** START **
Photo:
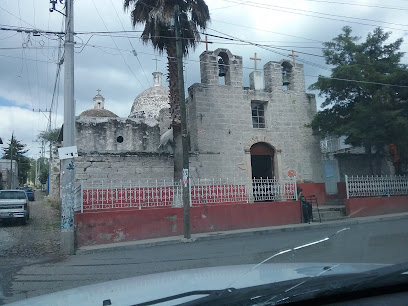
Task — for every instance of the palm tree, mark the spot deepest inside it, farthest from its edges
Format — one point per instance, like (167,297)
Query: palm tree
(157,17)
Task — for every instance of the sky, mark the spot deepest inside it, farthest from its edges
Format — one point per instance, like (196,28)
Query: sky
(121,65)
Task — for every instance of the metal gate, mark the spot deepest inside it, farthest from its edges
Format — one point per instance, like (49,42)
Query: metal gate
(331,176)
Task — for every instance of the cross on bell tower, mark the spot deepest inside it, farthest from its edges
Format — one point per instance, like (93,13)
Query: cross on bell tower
(99,101)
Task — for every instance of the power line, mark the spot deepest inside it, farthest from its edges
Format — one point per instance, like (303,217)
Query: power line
(27,59)
(358,81)
(359,4)
(124,60)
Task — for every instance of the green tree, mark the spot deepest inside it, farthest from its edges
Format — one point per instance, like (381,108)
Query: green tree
(157,17)
(365,110)
(16,150)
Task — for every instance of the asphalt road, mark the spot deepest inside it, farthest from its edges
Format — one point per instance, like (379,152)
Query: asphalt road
(377,242)
(25,245)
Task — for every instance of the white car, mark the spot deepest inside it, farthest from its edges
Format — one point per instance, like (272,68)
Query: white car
(14,205)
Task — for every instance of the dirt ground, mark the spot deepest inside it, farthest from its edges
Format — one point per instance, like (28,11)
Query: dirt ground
(23,245)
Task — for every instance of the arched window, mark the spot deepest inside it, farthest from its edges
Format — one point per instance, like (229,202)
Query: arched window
(223,69)
(262,160)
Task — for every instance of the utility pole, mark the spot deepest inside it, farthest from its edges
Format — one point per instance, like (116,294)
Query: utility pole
(184,131)
(67,165)
(11,161)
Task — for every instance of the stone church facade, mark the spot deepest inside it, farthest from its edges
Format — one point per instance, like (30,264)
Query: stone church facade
(234,132)
(252,132)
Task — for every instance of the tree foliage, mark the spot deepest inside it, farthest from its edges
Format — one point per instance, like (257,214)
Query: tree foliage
(366,95)
(16,150)
(157,18)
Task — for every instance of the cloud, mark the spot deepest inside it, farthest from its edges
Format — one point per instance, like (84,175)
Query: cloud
(25,124)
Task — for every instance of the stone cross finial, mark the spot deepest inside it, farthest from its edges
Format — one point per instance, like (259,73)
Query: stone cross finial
(255,59)
(155,59)
(293,55)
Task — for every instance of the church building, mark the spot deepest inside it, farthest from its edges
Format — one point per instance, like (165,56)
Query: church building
(234,131)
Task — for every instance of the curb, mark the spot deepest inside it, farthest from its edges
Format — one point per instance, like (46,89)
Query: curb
(242,233)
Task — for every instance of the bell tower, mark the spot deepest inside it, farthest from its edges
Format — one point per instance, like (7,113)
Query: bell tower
(99,101)
(220,67)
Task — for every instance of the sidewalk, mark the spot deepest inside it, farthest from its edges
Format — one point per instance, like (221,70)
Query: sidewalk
(238,233)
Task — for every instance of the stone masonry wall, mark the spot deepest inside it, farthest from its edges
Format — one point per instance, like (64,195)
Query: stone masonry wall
(101,135)
(221,127)
(123,167)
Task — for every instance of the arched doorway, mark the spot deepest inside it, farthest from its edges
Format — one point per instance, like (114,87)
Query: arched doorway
(262,160)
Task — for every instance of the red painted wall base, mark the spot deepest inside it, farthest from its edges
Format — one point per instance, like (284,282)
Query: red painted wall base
(133,224)
(316,189)
(364,207)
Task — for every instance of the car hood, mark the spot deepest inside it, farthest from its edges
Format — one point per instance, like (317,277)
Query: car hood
(145,288)
(12,201)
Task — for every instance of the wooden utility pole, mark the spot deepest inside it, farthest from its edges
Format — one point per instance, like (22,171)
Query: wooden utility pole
(255,59)
(11,162)
(184,131)
(293,56)
(67,165)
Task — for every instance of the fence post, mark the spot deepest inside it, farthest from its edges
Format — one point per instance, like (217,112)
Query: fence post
(189,192)
(82,197)
(295,189)
(347,190)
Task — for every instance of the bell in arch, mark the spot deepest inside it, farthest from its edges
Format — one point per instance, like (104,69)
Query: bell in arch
(285,78)
(222,71)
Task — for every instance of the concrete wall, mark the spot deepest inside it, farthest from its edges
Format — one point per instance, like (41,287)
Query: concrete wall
(221,129)
(123,166)
(359,164)
(316,189)
(95,134)
(134,224)
(5,166)
(364,207)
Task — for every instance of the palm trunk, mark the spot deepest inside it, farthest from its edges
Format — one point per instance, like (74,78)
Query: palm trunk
(175,111)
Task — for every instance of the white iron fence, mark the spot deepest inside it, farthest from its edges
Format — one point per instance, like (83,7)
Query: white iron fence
(97,195)
(376,186)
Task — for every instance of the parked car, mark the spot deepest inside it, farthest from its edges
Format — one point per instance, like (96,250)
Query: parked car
(14,205)
(30,193)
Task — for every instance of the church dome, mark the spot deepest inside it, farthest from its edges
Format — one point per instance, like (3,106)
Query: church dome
(149,103)
(99,108)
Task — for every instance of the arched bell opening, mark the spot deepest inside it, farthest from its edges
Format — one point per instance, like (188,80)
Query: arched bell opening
(287,76)
(223,69)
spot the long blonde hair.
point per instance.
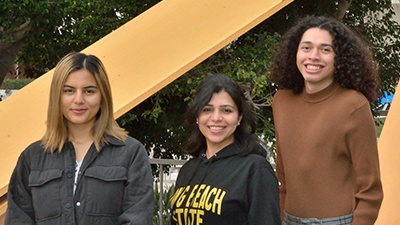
(57, 131)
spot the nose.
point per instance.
(314, 54)
(216, 115)
(79, 98)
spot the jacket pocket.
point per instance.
(45, 187)
(105, 190)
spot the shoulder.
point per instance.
(284, 96)
(34, 148)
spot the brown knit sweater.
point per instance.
(327, 158)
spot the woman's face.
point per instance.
(80, 99)
(218, 120)
(315, 59)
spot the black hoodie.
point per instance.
(227, 188)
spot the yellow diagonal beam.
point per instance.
(389, 157)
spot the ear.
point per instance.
(240, 119)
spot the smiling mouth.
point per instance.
(215, 128)
(313, 67)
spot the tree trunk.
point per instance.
(343, 6)
(9, 51)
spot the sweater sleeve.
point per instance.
(362, 143)
(263, 197)
(280, 173)
(20, 209)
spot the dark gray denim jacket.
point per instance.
(115, 186)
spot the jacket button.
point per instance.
(69, 174)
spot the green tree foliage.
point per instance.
(247, 60)
(36, 33)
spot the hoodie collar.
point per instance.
(226, 152)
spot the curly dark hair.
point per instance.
(354, 65)
(244, 133)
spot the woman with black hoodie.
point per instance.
(228, 180)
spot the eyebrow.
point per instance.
(87, 87)
(323, 44)
(222, 106)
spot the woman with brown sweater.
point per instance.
(327, 158)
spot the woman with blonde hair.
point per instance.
(85, 169)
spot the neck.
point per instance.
(80, 136)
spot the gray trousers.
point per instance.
(341, 220)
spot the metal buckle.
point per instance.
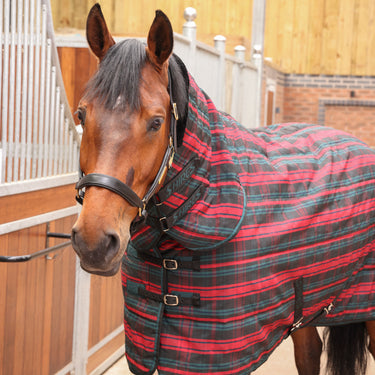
(170, 264)
(164, 224)
(175, 113)
(170, 296)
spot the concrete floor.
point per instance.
(281, 362)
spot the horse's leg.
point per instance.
(370, 326)
(307, 350)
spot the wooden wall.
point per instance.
(321, 36)
(301, 36)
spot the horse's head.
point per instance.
(126, 118)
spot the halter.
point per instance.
(118, 187)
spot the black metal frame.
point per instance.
(40, 253)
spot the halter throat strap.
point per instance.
(120, 188)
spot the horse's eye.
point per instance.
(155, 123)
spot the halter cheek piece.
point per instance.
(118, 187)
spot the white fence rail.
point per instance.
(38, 138)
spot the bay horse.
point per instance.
(228, 239)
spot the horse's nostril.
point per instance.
(113, 245)
(75, 241)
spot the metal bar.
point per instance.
(36, 141)
(61, 140)
(59, 78)
(12, 75)
(17, 121)
(47, 108)
(66, 153)
(24, 91)
(37, 254)
(42, 123)
(51, 120)
(4, 108)
(81, 321)
(257, 44)
(30, 92)
(57, 135)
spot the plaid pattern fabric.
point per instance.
(260, 211)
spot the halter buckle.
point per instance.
(170, 300)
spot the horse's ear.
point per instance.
(97, 33)
(160, 39)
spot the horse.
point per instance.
(229, 239)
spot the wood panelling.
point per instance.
(36, 304)
(321, 36)
(106, 307)
(20, 206)
(301, 36)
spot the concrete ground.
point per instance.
(281, 362)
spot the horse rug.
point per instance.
(254, 233)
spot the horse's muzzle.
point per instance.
(102, 258)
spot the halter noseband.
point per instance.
(118, 187)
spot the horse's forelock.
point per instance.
(116, 83)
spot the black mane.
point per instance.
(119, 76)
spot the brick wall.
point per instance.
(343, 102)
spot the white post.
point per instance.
(189, 30)
(239, 52)
(219, 43)
(81, 320)
(190, 27)
(259, 9)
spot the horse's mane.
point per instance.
(119, 76)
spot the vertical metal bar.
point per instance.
(51, 121)
(24, 89)
(42, 124)
(12, 75)
(61, 140)
(257, 43)
(36, 91)
(57, 133)
(47, 108)
(30, 92)
(17, 121)
(71, 149)
(2, 165)
(4, 108)
(81, 320)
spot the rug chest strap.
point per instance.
(171, 299)
(173, 264)
(165, 223)
(298, 304)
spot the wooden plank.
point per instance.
(3, 301)
(364, 38)
(300, 29)
(330, 33)
(314, 36)
(344, 50)
(102, 354)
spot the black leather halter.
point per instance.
(118, 187)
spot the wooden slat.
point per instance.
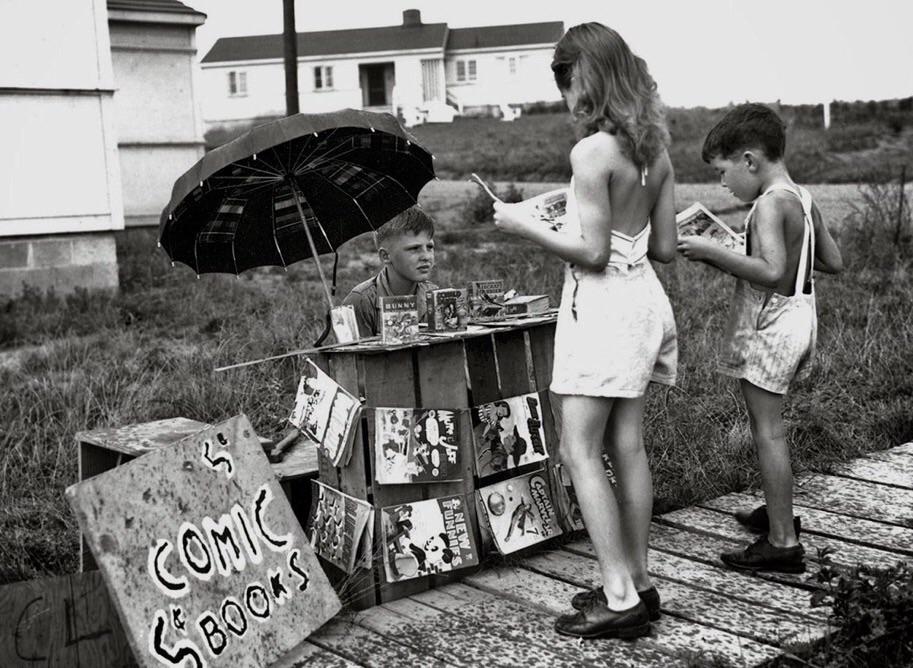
(724, 525)
(718, 579)
(367, 648)
(773, 627)
(814, 521)
(857, 498)
(881, 471)
(677, 637)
** END **
* **WHAT YOU SHOULD DO**: Locate "spot the wooden wall." in the listing above, then print exactly the lines from that line through the final one, omitting all pictures.

* **EXPECTED ANSWER**:
spot the wooden wall.
point per instance.
(321, 36)
(301, 36)
spot the horse's head.
point per instance.
(126, 118)
spot the halter.
point per instance.
(118, 187)
spot the black metal frame.
point per instance.
(40, 253)
spot the halter throat strap.
point per instance.
(120, 188)
spot the horse's eye.
point per instance.
(155, 123)
spot the halter cheek piece.
point per instance.
(118, 187)
spot the white fence rail.
point per instance.
(38, 138)
spot the bay horse.
point per instance.
(228, 239)
spot the horse's nostril.
point per instance.
(113, 245)
(75, 241)
spot the metal bar.
point per instance.
(36, 141)
(61, 140)
(59, 78)
(12, 75)
(17, 121)
(47, 108)
(66, 153)
(24, 91)
(37, 254)
(42, 123)
(51, 120)
(4, 108)
(81, 321)
(257, 44)
(30, 92)
(57, 135)
spot the plaid pattern fabric.
point per instance.
(260, 211)
spot the halter buckle.
point per instance.
(170, 300)
spot the horse's ear.
point per instance.
(97, 33)
(160, 39)
spot the horse.
point per instance.
(229, 239)
spot the wood panelling.
point per instance.
(36, 304)
(321, 36)
(106, 307)
(20, 206)
(301, 36)
spot the concrete ground.
point per instance.
(281, 362)
spot the horse rug.
point per instance.
(254, 233)
spot the horse's muzzle.
point per instance.
(102, 258)
spot the halter noseband.
point per instance.
(118, 187)
spot the horse's forelock.
point per instance.
(116, 83)
spot the black mane.
point per instance.
(119, 76)
spot the brick wall.
point per instance.
(343, 102)
spot the white post.
point per instance.
(189, 30)
(239, 52)
(219, 43)
(81, 320)
(190, 27)
(259, 9)
spot the horse's mane.
point per instance.
(119, 76)
spot the vertical metal bar.
point per instance.
(51, 121)
(24, 89)
(42, 124)
(12, 75)
(61, 140)
(257, 43)
(36, 91)
(57, 133)
(47, 108)
(30, 92)
(17, 121)
(71, 149)
(2, 165)
(4, 108)
(81, 320)
spot the rug chest strap.
point per instance.
(171, 299)
(173, 264)
(165, 223)
(298, 304)
spot the wooden plank.
point per instance.
(3, 301)
(364, 38)
(300, 29)
(330, 33)
(314, 36)
(344, 50)
(102, 354)
spot the black leather halter.
point per instance.
(118, 187)
spot the wooden slat.
point per instance.
(724, 525)
(718, 579)
(367, 648)
(773, 627)
(814, 521)
(857, 498)
(881, 471)
(677, 637)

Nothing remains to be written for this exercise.